╭──
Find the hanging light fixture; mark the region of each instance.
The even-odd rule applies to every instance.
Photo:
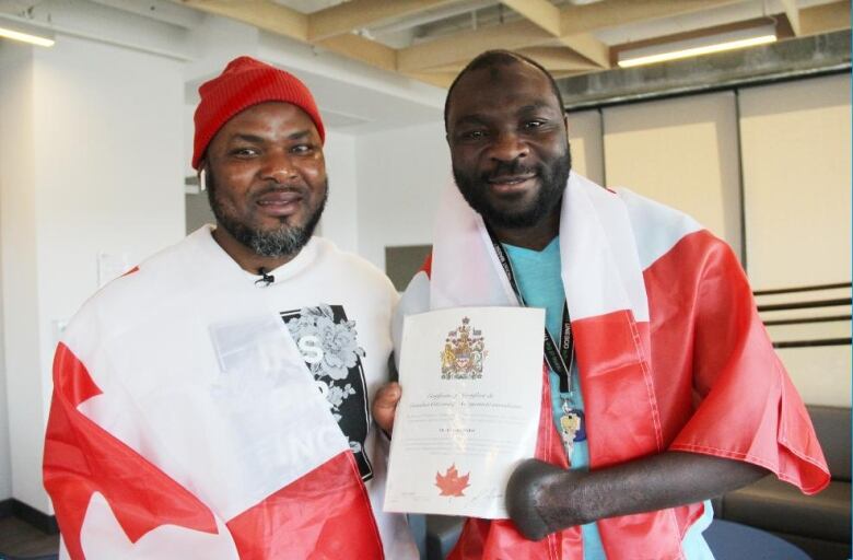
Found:
[[[39,47],[52,47],[56,43],[54,33],[50,30],[5,16],[0,16],[0,37],[38,45]]]
[[[618,65],[621,68],[653,65],[655,62],[698,57],[755,45],[766,45],[775,40],[775,25],[767,24],[633,49],[628,48],[619,51]]]

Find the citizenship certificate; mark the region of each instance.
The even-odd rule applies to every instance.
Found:
[[[544,330],[529,307],[406,317],[385,511],[507,517],[506,482],[536,450]]]

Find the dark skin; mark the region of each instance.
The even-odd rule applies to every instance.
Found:
[[[253,229],[304,225],[326,191],[317,127],[289,103],[261,103],[231,118],[210,141],[202,168],[215,176],[223,211]],[[213,238],[252,273],[295,257],[258,255],[219,223]]]
[[[454,166],[488,171],[501,158],[546,160],[554,150],[565,149],[562,118],[559,129],[548,128],[541,136],[523,130],[519,122],[524,119],[519,115],[531,106],[548,107],[541,112],[549,115],[562,115],[547,79],[530,65],[518,62],[464,77],[453,92],[447,120]],[[477,126],[484,126],[486,136],[474,132],[482,139],[466,141],[465,135],[471,133],[468,125],[477,121],[483,121]],[[511,188],[494,188],[487,196],[495,206],[507,207],[525,203],[537,188],[540,185],[530,179]],[[544,215],[531,228],[495,229],[495,234],[502,242],[541,249],[558,231],[559,210],[556,215]],[[390,384],[374,400],[376,422],[388,433],[399,395],[399,385]],[[669,451],[588,471],[564,470],[527,459],[510,478],[506,505],[522,534],[539,540],[550,533],[605,517],[696,503],[749,485],[767,474],[762,467],[739,460]]]

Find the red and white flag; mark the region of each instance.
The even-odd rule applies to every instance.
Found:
╰──
- [PROBLEM DESCRIPTION]: Restate each entry word for word, please, but drop any images it holds.

- [THE RESULT]:
Find the hanging light fixture; mark the region of each instance.
The even-odd rule applies to every instance.
Photo:
Found:
[[[39,47],[52,47],[56,43],[54,33],[50,30],[5,16],[0,16],[0,37],[38,45]]]
[[[618,65],[621,68],[653,65],[655,62],[698,57],[755,45],[766,45],[775,40],[775,25],[767,24],[633,49],[628,48],[619,51]]]

Find the citizenship certificate; mark the region of each instance.
The even-odd rule applies to every instance.
Found:
[[[544,330],[529,307],[406,317],[385,511],[507,517],[506,482],[536,450]]]

Find the dark skin; mark the region of each instance.
The even-odd rule applies to every instance.
Found:
[[[253,229],[304,225],[326,191],[317,127],[289,103],[261,103],[231,118],[210,141],[202,168],[215,176],[223,211]],[[213,238],[252,273],[295,257],[258,255],[219,223]]]
[[[454,166],[488,171],[501,158],[546,160],[554,150],[565,149],[562,118],[559,129],[548,128],[541,136],[523,130],[519,122],[524,119],[519,115],[531,106],[548,107],[541,112],[549,115],[562,115],[547,79],[530,65],[518,62],[464,77],[453,92],[447,120]],[[477,126],[484,126],[486,136],[474,132],[482,139],[466,141],[465,135],[471,133],[468,125],[477,121],[483,121]],[[511,188],[494,188],[487,196],[495,206],[507,207],[525,203],[537,188],[540,185],[530,179]],[[544,215],[531,228],[495,229],[495,234],[502,242],[541,249],[558,231],[559,210],[556,215]],[[390,384],[374,400],[376,422],[388,433],[399,395],[399,385]],[[669,451],[588,471],[564,470],[527,459],[510,478],[506,505],[522,534],[539,540],[550,533],[605,517],[696,503],[749,485],[767,474],[762,467],[739,460]]]

Find the red and white flag; mark the region of each instance.
The even-odd rule applies to every instance.
Found:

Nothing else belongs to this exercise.